* Start DOCUMENT PASSAGE *

President Goodluck Jonathan (PDP) lost to his main rival General Muhammadu Buhari of the All Progressives Congress (APC) – a former military ruler. The APC won the majority of presidential votes, with Buhari receiving 15.42 million votes (53.96%), to the PDP’s 12.85 million votes (44.96%) out of 29.4 million total votes cast, a 42.7% turnout. The APC also secured the majority of the seats in the National Assembly by winning at least 60 out of 109 seats in the Senate (55%); at least 214 out of 360 seats in the House of Representatives (59.4%) and 19 of 29 state governorships to the PDP’s 7.

* End DOCUMENT PASSAGE *
* Start DATA EXCERPTS *

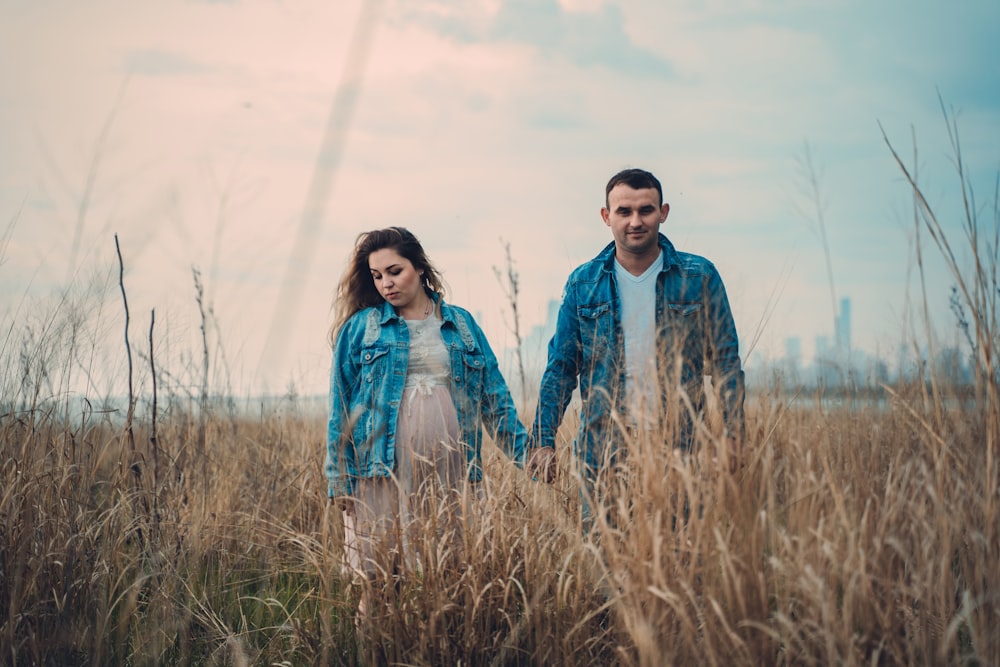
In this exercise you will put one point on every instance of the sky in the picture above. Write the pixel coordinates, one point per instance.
(251, 141)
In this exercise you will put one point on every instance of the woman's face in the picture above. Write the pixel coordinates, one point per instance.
(397, 280)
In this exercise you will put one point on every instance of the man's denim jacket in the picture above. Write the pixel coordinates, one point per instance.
(367, 377)
(696, 336)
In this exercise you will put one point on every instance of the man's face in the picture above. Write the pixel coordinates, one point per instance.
(634, 217)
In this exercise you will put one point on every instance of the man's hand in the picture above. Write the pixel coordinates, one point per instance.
(735, 455)
(344, 504)
(542, 464)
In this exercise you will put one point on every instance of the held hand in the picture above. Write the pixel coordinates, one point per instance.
(542, 464)
(735, 456)
(344, 504)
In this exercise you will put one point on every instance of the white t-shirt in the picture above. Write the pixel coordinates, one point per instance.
(638, 319)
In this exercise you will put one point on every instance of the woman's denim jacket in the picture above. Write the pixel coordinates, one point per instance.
(367, 377)
(696, 336)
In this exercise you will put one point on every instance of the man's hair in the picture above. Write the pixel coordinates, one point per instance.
(637, 179)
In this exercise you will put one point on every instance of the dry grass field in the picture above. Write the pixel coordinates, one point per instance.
(867, 536)
(178, 527)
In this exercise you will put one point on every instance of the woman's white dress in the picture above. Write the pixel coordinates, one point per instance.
(397, 518)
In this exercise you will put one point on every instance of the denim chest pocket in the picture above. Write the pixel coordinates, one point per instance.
(373, 365)
(685, 333)
(373, 376)
(470, 373)
(595, 327)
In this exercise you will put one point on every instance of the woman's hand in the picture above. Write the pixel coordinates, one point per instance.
(542, 464)
(344, 503)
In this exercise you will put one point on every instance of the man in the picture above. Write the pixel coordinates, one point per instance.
(639, 327)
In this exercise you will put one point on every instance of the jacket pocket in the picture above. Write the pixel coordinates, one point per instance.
(470, 374)
(685, 336)
(371, 399)
(595, 328)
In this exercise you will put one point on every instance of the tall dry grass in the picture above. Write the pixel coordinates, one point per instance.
(860, 535)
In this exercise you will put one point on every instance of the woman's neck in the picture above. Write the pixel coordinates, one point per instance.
(418, 309)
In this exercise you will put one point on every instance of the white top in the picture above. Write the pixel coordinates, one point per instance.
(638, 313)
(429, 365)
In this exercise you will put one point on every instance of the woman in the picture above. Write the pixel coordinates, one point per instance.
(412, 383)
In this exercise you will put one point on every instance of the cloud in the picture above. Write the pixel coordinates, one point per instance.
(149, 62)
(587, 39)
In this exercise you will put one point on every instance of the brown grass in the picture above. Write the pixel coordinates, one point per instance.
(854, 535)
(851, 537)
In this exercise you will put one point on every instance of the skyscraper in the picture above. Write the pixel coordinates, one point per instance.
(843, 333)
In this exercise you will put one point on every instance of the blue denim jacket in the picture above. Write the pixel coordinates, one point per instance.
(367, 378)
(695, 332)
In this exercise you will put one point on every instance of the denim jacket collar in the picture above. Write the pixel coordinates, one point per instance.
(606, 257)
(448, 317)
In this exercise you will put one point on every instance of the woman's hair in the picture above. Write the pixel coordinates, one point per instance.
(356, 290)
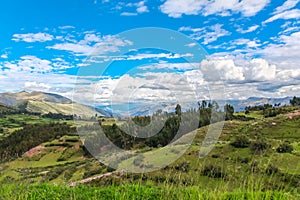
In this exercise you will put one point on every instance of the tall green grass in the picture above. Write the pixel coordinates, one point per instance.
(137, 191)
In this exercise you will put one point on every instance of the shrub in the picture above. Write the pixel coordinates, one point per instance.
(259, 146)
(213, 171)
(271, 169)
(285, 148)
(241, 142)
(184, 167)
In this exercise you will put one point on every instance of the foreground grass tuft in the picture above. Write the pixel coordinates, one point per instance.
(47, 191)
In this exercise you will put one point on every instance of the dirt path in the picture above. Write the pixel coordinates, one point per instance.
(87, 180)
(293, 114)
(34, 151)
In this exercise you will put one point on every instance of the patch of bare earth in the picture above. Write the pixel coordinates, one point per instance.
(293, 114)
(34, 151)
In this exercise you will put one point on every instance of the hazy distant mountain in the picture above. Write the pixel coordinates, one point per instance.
(43, 103)
(149, 109)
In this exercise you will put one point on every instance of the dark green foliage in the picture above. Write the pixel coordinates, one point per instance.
(272, 112)
(213, 171)
(58, 116)
(295, 101)
(229, 110)
(30, 136)
(259, 146)
(183, 167)
(285, 148)
(241, 141)
(178, 110)
(271, 169)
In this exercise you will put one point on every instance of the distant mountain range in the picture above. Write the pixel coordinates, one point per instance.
(40, 102)
(149, 109)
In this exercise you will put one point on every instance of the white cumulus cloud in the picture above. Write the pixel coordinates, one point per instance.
(33, 37)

* End DATA EXCERPTS *

- **TASKS TO COMPLETE**:
(1) Answer these questions using the election passage.
(a) How many votes did Muhammadu Buhari receive?
(b) What was the turnout?
(c) How many state governorships did the APC win?
(2) Echo the stretch of the election passage from "President Goodluck Jonathan" through "the PDP’s 7.".

- **ANSWER SET**:
(1)
(a) 15.42 million votes (53.96%)
(b) 42.7%
(c) 19 of 29

(2)
President Goodluck Jonathan (PDP) lost to his main rival General Muhammadu Buhari of the All Progressives Congress (APC) – a former military ruler. The APC won the majority of presidential votes, with Buhari receiving 15.42 million votes (53.96%), to the PDP’s 12.85 million votes (44.96%) out of 29.4 million total votes cast, a 42.7% turnout. The APC also secured the majority of the seats in the National Assembly by winning at least 60 out of 109 seats in the Senate (55%); at least 214 out of 360 seats in the House of Representatives (59.4%) and 19 of 29 state governorships to the PDP’s 7.